Fascinating fellow, he's supposed to be the hero, a scientist by training, but a,soldier by inclination. A worthy adversary is always respected.

narciso said...

So thats the adaptation of john sayles interminably long novel, its curious having dellahunt be the understanding one, and cooper the iron fist.

Martin said...

MacDonald and her headline writer nail it--Jeong is above all else BORING and STUPID.

Sure, she's also a racist and bigot, but I could forgive a little of that if the person is interesting. She is a dime a dozen.

Sprezzatura said...

"She is a dime a dozen"

Presumably you (as a Berkeley and Harvard Law grad) are an expert.

Jon Ericson said...

So, day off, or just really abhor whitey?

Bob Loblaw said...

Whether or not her professors were serious intellectuals (I know where my money is on that score), you have to admit a university system that produces someone like Sarah Jeong is broken.

Amadeus 48 said...

I want to see Jeong's best work. Why doesn't anyone ever cite any Jeong journalism? Does this woman do her principal work on Twitter?

Tina Trent said...

Ann, this stuff is hoary. It is dull. Sure, people "argued" over it, but those arguments went in exactly two directions: either they were wee dilations over some word salad or they were bloody Maoist re-education sessions to salt the earth with legal traditions and one's own enemies.rg

Intellectually, both "gestures" were in service to the latter's cause.

Pretending literary criticism or racial mau mauing is relevant to the practice of law is just an ornate way of undermining the contractual relationship between citizens and the justice system. It's activism, not scholarship. And activism is mind-numbingly dull. I speak from vast experience. And speaking from experience is dull too. Do you want the Wise Latina or do you want Scalia?

Anonymous said...

Tina Trent @5:19:

+++

Unknown said...

> Presumably you (as a Berkeley and Harvard Law grad) are an expert.

Somebody thinks "going to school" is an accomplishment.

Gabriel said...

@Jeff I'm reminded of the situation in the US when a person of obvious asian extraction is asked, are you Chinese?

I've found that when dealing with anyone, Asian or not, questions that do not contain your assumed answer are much better received and much more likely to elicit information--presuming you asked because you really wanted to know:

Asian: "What is your family background" vs "Are you Chinese"?

Data to examine ->

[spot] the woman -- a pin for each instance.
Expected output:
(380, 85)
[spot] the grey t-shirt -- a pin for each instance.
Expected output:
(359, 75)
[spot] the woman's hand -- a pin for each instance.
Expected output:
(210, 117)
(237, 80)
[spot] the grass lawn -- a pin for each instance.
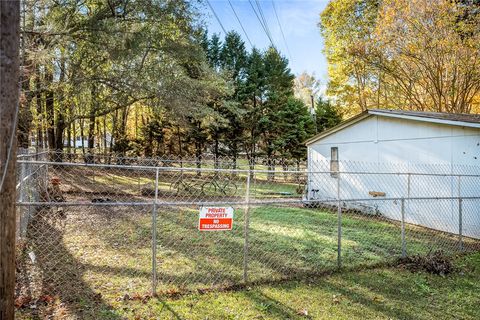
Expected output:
(95, 258)
(382, 293)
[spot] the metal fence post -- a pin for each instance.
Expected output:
(460, 224)
(154, 238)
(339, 227)
(245, 229)
(404, 242)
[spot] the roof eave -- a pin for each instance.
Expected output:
(342, 125)
(425, 119)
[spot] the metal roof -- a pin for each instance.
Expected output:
(454, 119)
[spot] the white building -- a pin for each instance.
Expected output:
(438, 149)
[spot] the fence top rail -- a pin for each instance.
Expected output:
(239, 203)
(154, 168)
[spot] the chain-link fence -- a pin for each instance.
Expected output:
(89, 229)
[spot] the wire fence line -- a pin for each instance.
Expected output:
(97, 228)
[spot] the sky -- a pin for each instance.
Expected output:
(298, 20)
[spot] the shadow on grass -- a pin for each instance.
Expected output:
(55, 272)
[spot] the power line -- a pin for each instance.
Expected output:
(240, 22)
(216, 17)
(260, 10)
(261, 22)
(281, 29)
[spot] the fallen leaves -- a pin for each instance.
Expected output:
(24, 301)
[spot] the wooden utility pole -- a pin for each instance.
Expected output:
(9, 99)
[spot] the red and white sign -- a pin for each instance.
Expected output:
(215, 218)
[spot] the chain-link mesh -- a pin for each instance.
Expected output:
(100, 228)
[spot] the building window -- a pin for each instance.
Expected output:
(334, 168)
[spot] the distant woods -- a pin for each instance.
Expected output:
(403, 54)
(142, 78)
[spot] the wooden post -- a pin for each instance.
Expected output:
(9, 99)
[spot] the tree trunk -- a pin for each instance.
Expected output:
(39, 104)
(49, 109)
(9, 99)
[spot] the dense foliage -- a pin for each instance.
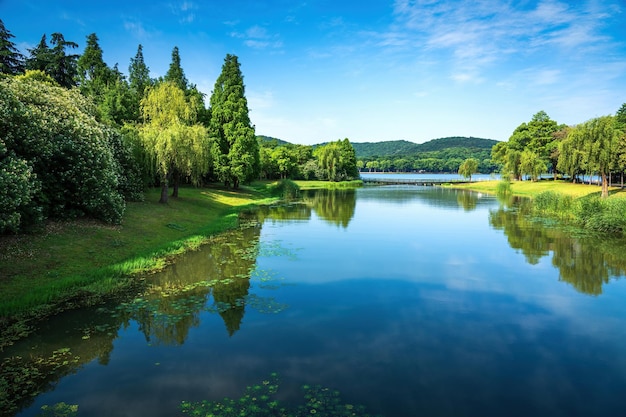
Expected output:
(595, 147)
(58, 161)
(234, 148)
(437, 155)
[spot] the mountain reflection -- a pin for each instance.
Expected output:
(180, 293)
(586, 263)
(334, 206)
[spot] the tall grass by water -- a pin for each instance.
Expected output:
(74, 261)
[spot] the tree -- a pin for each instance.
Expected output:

Exercise details -> Can you extend the comment thread about Sarah Jeong, picking up right after its final line? This material comes from a separate source, unrelated to the comment thread.

Output for this exercise ->
Appalachian: "What was it like growing up in Appalachia" vs "Did your family have plumbing?"
Possibly pregnant woman: "So any good news to share?" vs "When are you due"?

Etc.

mtrobertslaw said...

Critical Race Theory and Critical Legal Studies may not have been boring, but it most certainly was nonsense seasoned with gibberish.

Jupiter said...

Martin said...

"Sure, she's also a racist and bigot, but I could forgive a little of that if the person is interesting. She is a dime a dozen."

Not so. She is very interesting indeed.

https://medium.com/@therealsexycyborg/shenzhen-tech-girl-naomi-wu-my-experience-with-sarah-jeong-jason-koebler-and-vice-magazine-3f4a32fda9b5

For those (Ahem) who don't know how to cut and paste a URL;

Vice versa

Bilwick said...

I like the comments of Jonah Goldberg about Jeong, how she is an example of what economist Joseph Schumpeter predicted; to wit:

[Joseph] Schumpeter predicted, before the massive expansion of higher education, that capitalism would breed a new class of intellectuals (writers, journalists, artists, lawyers, etc.) who would be motivated by both ideology and self-interest to undermine liberal democratic capitalism. “Unlike any other type of society, capitalism inevitably and by virtue of the very logic of its civilization creates, educates and subsidizes a vested interest in social unrest,” Schumpeter wrote in Capitalism, Socialism, and Democracy. He adds a bit further on: “For such an atmosphere [of social hostility to capitalism] to develop it is necessary that there be groups whose interest it is to work up and organize resentment, to nurse it, to voice it and to lead it.”